- [任务要求 A]:
在下方记录中找出含有字符串“plaid”的每一行，并将这些行逐一抄出，匹配时区分大小写。

- [节选原文]:
>>>>>
农村土地承包经营纠纷情况复杂,且大多涉及人员众多,具有明显的群体性特征,若纠纷未能妥善解决,则极易致使矛盾激化,酿成群体事件或上访事件。因此,充分发挥仲裁程序的优势,妥善解决农村土地承包经营纠纷,对建设社会主义和谐新农村具有着重要的意义。然而,中国《农地纠纷调解仲裁法》将农地纠纷仲裁程序定位为行政性仲裁的做法,值得进一步反思。

2.1 行政性的仲裁机构损害了仲裁的中立性和公正性

《农地纠纷调解仲裁法》第12条、第13条、第51条、第52条①《农地纠纷调解仲裁法》第12 条规定:“农村土地承包仲裁委员会,根据解决农村土地承包经营纠纷的实际需要设立。农村土地承包仲裁委员会可以在县和不设区的市设立,也可以在设区的市或者其市辖区设立。农村土地承包仲裁委员会在当地人民政府指导下设立。”第13 条规定:“农村土地承包仲裁委员会由当地人民政府及其有关部门代表、有关人民团体代表、农村集体经济组织代表、农民代表和法律、经济等相关专业人员兼任组成,其中农民代表和法律、经济等相关专业人员不得少于组成人员的二分之一。农村土地承包仲裁委员会设主任一人、副主任一至二人和委员若干人。主任、副主任由全体组成人员选举产生。”第51 条规定:“农村土地承包经营纠纷仲裁规则和农村土地承包仲裁委员会示范章程,由国务院农业、林业行政主管部门依照本法规定共同制定。”第 52 条规定:“农村土地承包经营纠纷仲裁不得向当事人收取费用,仲裁工作经费纳入财政预算予以保障。”和《农村土地承包经营纠纷仲裁规则》第4条②《农村土地承包经营纠纷仲裁规则》第4 条规定:“仲裁委员会依法设立,其日常工作由当地农村土地承包管理部门承担。”的规定:农村土地承包仲裁委员会在当地人民政府指导下设立;仲裁委员会成员应包括当地人民政府及其有关部门代表;农村土地承包经营纠纷仲裁规则和农村土地承包仲裁委员会示范章程,由国务院农业、林业行政主管部门共同制定;仲裁工作经费纳入财政预算。由此可见,当地人民政府和有关行政主管部门直接参与了农地承包仲裁机构的设置、组成人员选任,以及仲裁规则、仲裁机构章程的制定,而且由当地农村土地承包管理部门(农业部门、林业部门)承担仲裁委员会的日常工作。这种依托农业行政主管部门设立的仲裁机构,在某种层面上来说具有了一定的行政职能。仲裁机构的这种“行政”特性对农地承包经营纠纷的解决可能具有一定的便利性,但是,由于无法对仲裁机构利用行政职权“恩威并施”地解决农地承包经营纠纷排除“合理怀疑”,使得仲裁活动的中立性和公正性受到极大的质疑。
<<<<<
- [记录摘录]:
>>>>>
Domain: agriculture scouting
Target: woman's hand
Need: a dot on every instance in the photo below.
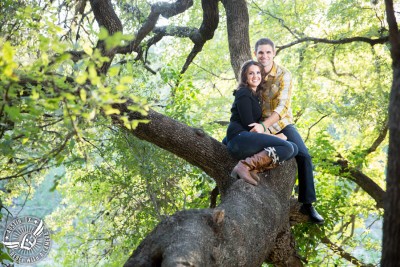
(281, 136)
(257, 128)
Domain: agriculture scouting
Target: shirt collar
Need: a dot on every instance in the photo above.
(273, 70)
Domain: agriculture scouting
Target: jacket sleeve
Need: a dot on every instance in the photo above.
(285, 95)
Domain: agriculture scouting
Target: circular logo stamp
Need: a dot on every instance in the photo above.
(27, 239)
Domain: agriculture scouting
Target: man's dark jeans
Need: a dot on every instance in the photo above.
(304, 165)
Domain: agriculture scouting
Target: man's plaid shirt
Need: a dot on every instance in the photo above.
(277, 97)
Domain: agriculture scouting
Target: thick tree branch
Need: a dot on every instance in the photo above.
(164, 9)
(382, 135)
(106, 17)
(191, 144)
(366, 183)
(391, 221)
(238, 32)
(246, 229)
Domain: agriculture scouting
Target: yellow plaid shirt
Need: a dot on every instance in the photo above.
(277, 97)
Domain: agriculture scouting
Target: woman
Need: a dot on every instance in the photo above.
(256, 151)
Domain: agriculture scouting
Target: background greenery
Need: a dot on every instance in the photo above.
(109, 189)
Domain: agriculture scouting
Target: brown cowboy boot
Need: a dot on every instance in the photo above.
(241, 170)
(262, 161)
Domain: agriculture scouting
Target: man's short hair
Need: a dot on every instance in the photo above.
(264, 41)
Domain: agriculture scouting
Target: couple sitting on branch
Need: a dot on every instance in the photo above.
(261, 133)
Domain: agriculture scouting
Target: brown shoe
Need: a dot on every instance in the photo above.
(263, 160)
(242, 170)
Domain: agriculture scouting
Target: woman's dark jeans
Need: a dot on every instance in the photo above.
(304, 165)
(247, 144)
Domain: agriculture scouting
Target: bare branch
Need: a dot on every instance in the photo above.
(382, 135)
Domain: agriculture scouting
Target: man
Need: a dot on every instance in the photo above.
(278, 118)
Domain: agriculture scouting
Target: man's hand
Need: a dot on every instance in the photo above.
(257, 128)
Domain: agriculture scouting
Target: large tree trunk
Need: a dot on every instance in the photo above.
(237, 17)
(251, 224)
(391, 223)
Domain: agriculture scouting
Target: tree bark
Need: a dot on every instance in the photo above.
(391, 221)
(237, 16)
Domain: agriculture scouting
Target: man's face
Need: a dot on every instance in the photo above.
(265, 55)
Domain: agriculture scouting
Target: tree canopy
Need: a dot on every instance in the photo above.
(120, 106)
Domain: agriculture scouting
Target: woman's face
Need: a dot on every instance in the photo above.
(253, 77)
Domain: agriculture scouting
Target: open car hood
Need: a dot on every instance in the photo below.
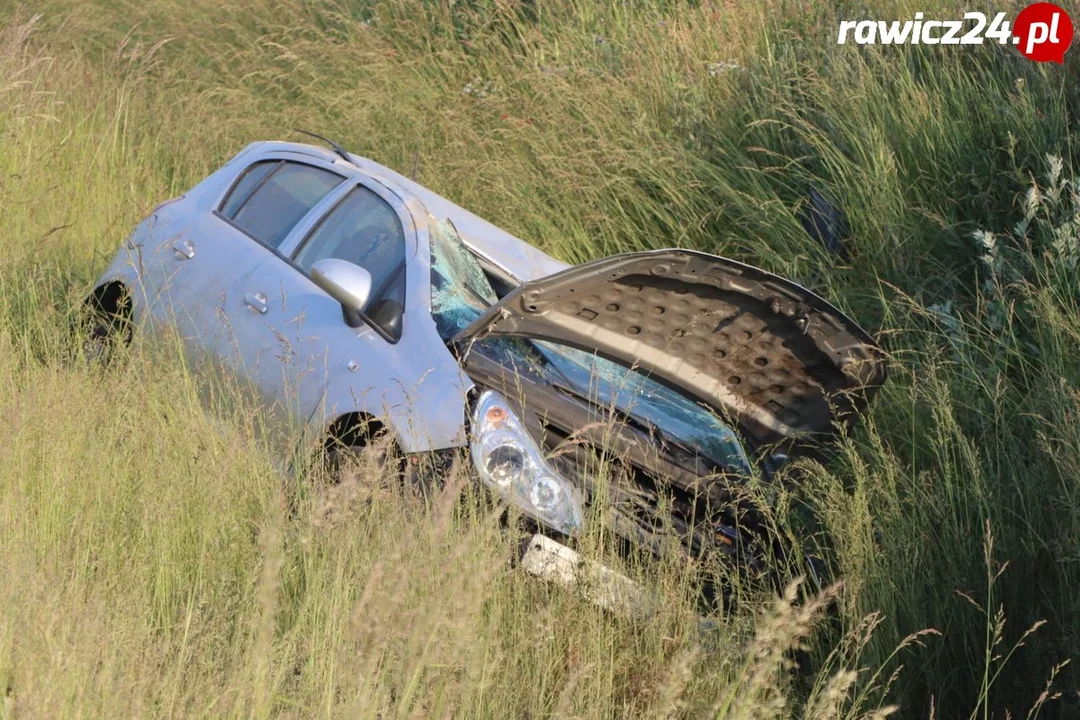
(768, 354)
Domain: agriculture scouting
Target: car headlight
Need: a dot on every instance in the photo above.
(510, 462)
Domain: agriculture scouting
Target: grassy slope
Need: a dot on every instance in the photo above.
(142, 578)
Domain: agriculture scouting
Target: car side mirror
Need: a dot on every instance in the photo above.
(347, 283)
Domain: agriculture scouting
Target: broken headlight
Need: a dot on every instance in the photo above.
(510, 462)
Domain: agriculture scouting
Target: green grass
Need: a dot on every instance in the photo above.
(151, 567)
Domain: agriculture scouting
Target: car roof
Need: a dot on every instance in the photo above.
(510, 254)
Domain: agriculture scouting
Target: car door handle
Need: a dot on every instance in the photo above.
(185, 249)
(256, 301)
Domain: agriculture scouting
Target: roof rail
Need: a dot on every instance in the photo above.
(337, 148)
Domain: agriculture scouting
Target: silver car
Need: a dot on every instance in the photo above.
(349, 300)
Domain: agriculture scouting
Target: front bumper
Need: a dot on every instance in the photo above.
(555, 562)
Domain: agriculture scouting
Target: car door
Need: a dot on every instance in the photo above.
(293, 336)
(247, 223)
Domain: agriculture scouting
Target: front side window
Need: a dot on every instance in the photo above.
(366, 231)
(272, 197)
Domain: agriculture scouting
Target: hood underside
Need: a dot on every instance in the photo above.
(771, 355)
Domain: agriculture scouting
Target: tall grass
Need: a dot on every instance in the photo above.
(153, 567)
<<<<<
- [任务要求 B]:
复述上文农地纠纷仲裁节选中以“农村土地承包经营纠纷情况复杂”开头、一直延续到“仲裁的做法,值得进一步反思。”的那一段，一字不改。

- [完整答案 A]:
Target: man's plaid shirt
Target: yellow plaid shirt

- [完整答案 B]:
农村土地承包经营纠纷情况复杂,且大多涉及人员众多,具有明显的群体性特征,若纠纷未能妥善解决,则极易致使矛盾激化,酿成群体事件或上访事件。因此,充分发挥仲裁程序的优势,妥善解决农村土地承包经营纠纷,对建设社会主义和谐新农村具有着重要的意义。然而,中国《农地纠纷调解仲裁法》将农地纠纷仲裁程序定位为行政性仲裁的做法,值得进一步反思。